» **Stored entries**

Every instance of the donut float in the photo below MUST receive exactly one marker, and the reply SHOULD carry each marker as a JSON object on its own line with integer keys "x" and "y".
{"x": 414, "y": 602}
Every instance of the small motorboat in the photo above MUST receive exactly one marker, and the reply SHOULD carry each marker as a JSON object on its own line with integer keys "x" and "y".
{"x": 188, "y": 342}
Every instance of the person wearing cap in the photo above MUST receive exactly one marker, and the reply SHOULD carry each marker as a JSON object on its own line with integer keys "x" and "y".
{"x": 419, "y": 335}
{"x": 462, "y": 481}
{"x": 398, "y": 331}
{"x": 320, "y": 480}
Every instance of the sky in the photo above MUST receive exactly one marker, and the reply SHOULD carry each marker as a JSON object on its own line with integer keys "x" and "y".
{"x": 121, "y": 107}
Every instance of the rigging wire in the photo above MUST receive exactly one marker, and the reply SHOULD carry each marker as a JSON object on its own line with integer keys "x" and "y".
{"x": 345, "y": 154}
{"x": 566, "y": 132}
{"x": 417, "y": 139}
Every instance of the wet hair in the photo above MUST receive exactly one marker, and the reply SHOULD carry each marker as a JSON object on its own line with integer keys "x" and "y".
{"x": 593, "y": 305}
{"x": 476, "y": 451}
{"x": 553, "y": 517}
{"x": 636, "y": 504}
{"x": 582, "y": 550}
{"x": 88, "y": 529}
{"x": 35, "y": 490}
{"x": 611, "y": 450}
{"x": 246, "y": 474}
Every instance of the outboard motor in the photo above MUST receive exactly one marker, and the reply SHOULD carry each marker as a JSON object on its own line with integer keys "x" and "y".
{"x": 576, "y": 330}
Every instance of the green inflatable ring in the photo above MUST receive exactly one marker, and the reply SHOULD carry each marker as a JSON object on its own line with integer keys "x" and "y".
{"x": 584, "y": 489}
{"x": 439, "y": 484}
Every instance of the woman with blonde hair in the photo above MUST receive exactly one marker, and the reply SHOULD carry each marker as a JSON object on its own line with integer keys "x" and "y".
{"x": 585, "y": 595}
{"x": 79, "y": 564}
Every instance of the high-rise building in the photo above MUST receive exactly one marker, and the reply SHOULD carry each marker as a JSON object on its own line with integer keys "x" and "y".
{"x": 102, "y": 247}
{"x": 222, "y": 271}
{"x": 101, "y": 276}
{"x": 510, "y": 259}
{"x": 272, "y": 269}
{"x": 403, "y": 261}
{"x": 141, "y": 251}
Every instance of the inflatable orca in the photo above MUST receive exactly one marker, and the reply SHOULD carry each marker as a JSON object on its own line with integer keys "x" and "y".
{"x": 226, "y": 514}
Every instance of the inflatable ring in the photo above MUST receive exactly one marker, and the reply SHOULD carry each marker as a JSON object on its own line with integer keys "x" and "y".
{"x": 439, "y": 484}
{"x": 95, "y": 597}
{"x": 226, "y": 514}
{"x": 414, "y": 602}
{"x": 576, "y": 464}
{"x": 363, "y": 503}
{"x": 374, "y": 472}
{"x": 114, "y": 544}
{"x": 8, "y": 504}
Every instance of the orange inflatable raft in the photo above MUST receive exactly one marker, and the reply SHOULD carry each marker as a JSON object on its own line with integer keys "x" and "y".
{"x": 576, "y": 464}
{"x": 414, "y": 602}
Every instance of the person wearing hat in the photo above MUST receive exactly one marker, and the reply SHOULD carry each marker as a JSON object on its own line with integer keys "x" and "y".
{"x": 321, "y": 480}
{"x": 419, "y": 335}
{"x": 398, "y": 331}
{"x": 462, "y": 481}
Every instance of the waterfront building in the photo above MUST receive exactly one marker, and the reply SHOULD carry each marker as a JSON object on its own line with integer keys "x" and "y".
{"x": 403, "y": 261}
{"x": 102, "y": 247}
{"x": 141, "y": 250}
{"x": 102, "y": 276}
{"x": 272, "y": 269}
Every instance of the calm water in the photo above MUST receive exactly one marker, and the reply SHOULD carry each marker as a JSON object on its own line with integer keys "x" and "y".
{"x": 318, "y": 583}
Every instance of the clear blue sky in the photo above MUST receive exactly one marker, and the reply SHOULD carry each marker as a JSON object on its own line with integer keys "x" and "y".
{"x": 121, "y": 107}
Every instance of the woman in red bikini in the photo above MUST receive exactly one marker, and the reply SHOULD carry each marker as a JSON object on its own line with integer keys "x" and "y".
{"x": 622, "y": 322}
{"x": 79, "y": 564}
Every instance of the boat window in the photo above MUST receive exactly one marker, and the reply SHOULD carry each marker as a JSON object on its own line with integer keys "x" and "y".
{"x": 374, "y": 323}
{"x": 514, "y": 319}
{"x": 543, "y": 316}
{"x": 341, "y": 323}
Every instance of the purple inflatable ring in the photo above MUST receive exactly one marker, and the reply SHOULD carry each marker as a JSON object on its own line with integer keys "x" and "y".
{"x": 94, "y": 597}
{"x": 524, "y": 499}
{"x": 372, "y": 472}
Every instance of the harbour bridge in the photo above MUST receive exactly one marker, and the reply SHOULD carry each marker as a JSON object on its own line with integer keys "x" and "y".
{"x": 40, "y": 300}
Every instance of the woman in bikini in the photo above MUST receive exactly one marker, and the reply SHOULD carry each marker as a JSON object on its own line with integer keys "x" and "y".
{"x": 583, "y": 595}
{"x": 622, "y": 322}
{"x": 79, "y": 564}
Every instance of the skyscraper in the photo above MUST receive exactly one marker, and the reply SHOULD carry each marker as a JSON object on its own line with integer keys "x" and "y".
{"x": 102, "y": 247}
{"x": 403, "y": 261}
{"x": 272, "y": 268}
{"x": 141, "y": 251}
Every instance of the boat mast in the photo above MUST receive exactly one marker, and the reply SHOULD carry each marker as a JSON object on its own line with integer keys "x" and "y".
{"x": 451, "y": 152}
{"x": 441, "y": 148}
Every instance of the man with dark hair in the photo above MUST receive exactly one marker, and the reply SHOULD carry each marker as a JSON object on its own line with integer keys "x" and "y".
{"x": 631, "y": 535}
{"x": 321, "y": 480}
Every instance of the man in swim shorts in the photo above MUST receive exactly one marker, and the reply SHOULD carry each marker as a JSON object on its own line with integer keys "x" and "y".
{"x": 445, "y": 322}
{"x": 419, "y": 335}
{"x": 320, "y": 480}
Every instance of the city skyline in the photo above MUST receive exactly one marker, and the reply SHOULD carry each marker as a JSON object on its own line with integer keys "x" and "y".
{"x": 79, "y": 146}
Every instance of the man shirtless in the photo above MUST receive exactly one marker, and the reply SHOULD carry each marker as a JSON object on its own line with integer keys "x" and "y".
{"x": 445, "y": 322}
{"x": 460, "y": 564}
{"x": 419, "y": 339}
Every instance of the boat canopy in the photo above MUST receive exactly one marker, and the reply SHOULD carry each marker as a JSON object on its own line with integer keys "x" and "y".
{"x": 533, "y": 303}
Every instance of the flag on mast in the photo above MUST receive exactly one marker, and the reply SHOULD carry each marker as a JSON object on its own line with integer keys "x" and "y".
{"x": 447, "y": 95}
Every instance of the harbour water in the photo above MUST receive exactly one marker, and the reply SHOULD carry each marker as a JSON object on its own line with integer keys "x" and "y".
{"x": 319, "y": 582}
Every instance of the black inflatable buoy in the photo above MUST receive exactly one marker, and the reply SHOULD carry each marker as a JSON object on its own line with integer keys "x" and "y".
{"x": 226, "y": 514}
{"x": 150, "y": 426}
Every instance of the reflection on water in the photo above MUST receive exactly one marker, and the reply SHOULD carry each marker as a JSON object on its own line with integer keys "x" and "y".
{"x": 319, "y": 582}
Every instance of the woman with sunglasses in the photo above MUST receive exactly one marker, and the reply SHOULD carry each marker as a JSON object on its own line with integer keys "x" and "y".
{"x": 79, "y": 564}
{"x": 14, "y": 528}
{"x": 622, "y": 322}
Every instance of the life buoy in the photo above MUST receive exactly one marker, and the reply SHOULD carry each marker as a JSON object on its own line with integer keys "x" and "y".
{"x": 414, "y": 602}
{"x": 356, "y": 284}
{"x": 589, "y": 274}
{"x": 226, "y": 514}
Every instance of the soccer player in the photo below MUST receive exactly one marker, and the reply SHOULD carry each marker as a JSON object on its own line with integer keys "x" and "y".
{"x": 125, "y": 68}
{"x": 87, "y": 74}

» **Task directions**
Starting with the line that contains "Every instance of the black", output every line through the end of the listing above, unchanged.

» **Output for this exercise**
Every instance of the black inflatable buoy in the photo above MUST receive exactly one marker, and the reply SHOULD carry each marker as a JSON object on its own line with integer keys "x" and "y".
{"x": 226, "y": 514}
{"x": 150, "y": 426}
Every instance of the reflection on water in the photo above MUST receive exactly one marker, and the reply SHOULD carry each marker as a JSON object on its own line with integer keys "x" and "y".
{"x": 319, "y": 582}
Every instance of the woman with sunglasses in the photo above MUST receive exactly one marker, and the reply SHOULD carry each marker as a JSON object on its own line with integer keys "x" and "y".
{"x": 79, "y": 564}
{"x": 14, "y": 528}
{"x": 622, "y": 322}
Every instance of the life buoy in the photo above MUST receive exactly one marker, and the reply SHOULD carry each marker as a JSON object on its own line with integer keys "x" and "y".
{"x": 414, "y": 602}
{"x": 356, "y": 284}
{"x": 589, "y": 274}
{"x": 226, "y": 514}
Every instance of the soccer player in the photo below MUST receive exactly one marker, and the reply SHOULD carry each marker as a JSON object on its own line with integer keys "x" and "y".
{"x": 125, "y": 68}
{"x": 87, "y": 74}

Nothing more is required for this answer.